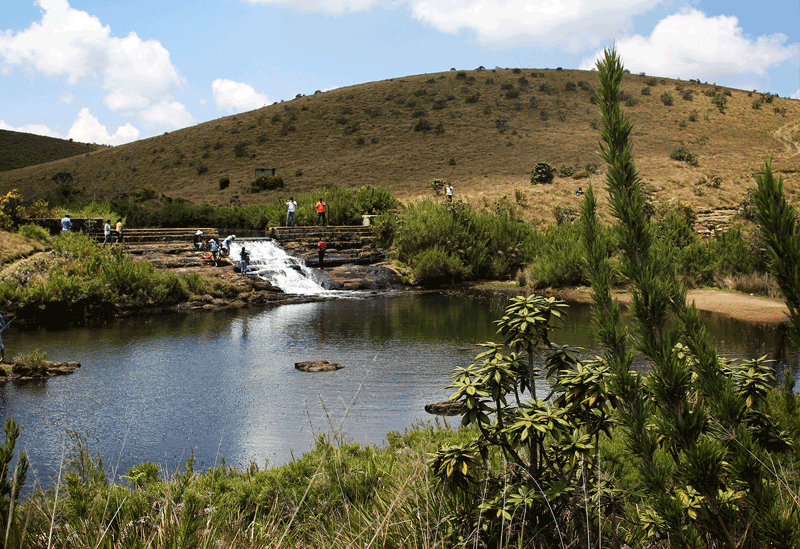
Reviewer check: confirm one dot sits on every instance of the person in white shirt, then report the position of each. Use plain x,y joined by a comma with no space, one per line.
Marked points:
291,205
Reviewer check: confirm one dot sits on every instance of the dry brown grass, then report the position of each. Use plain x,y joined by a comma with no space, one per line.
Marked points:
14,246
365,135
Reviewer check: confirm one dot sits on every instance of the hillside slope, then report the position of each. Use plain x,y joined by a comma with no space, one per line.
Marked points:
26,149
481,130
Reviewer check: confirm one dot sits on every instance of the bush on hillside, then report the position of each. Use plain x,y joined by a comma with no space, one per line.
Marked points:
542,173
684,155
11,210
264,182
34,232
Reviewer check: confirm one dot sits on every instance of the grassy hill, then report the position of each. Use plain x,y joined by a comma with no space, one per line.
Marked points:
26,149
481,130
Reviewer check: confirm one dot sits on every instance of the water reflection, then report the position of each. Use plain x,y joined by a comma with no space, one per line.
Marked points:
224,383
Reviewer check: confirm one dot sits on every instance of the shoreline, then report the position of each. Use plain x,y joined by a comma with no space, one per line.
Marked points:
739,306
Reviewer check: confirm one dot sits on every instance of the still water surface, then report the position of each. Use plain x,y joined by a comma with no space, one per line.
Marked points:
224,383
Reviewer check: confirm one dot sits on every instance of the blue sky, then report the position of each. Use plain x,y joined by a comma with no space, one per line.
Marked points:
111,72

What to produce:
Could you convert the material above into a Markdown table with a Row column for the row number and a Line column for each line, skipping blank lines? Leave the pictures out.

Reply to the task:
| Row | Line |
|---|---|
| 1 | Reviewer check: confirm one dot sits on every instance of the person in white shirt, then report the position of each. Use plain x,y joined by a comma with no space, one per line. |
| 2 | Marked points: |
| 3 | 291,205 |
| 4 | Reviewer check: confirm one dot sits on every instance of the dry brown grass, then report the position of each. Use plain x,y joined by a comma with no space, one per line. |
| 5 | Marked points: |
| 6 | 14,246 |
| 7 | 365,135 |
| 8 | Reviewer check: confirm one dot sits on every instance of the hillside slope, then report the position of each. Use plain x,y joined by a comma with no space, one per line. |
| 9 | Marked points: |
| 10 | 26,149 |
| 11 | 481,130 |
| 12 | Reviewer check: confirm one dot sits on every instance of the bush on hillside, then report the position of each. Use plain x,y joined by a comma with no space, one per line. |
| 13 | Marked points: |
| 14 | 542,173 |
| 15 | 684,155 |
| 16 | 11,210 |
| 17 | 264,182 |
| 18 | 34,232 |
| 19 | Reviewer check: confirm one dot sits on every instance of the grassy hill, then report the position of each. Use plain x,y joined by a comma with no space, one per line. |
| 20 | Marked points: |
| 21 | 26,149 |
| 22 | 481,130 |
| 23 | Reviewer check: confirm one dot sits on every instance of the water reflection, then report the position of each. Use plain x,y joined by a comma with no space, one per line. |
| 24 | Marked points: |
| 25 | 224,383 |
| 26 | Reviewer check: confirm one dot sits on every instance of the shoreline, then report the position of each. Use plain x,y joined by a comma with no space, one per line. |
| 27 | Marked points: |
| 28 | 739,306 |
| 29 | Reviewer check: confirm one dot sits on every instance of the still water surface, then report the position of each. Use plain x,y joined by a comma with no space, one per line. |
| 30 | Marked points: |
| 31 | 224,383 |
| 32 | Reviewer check: confirm one dot sits on every instance of the blue sky, then report the position of each. Use plain x,y joined by a comma with no space, one per line. |
| 33 | Marked points: |
| 34 | 111,72 |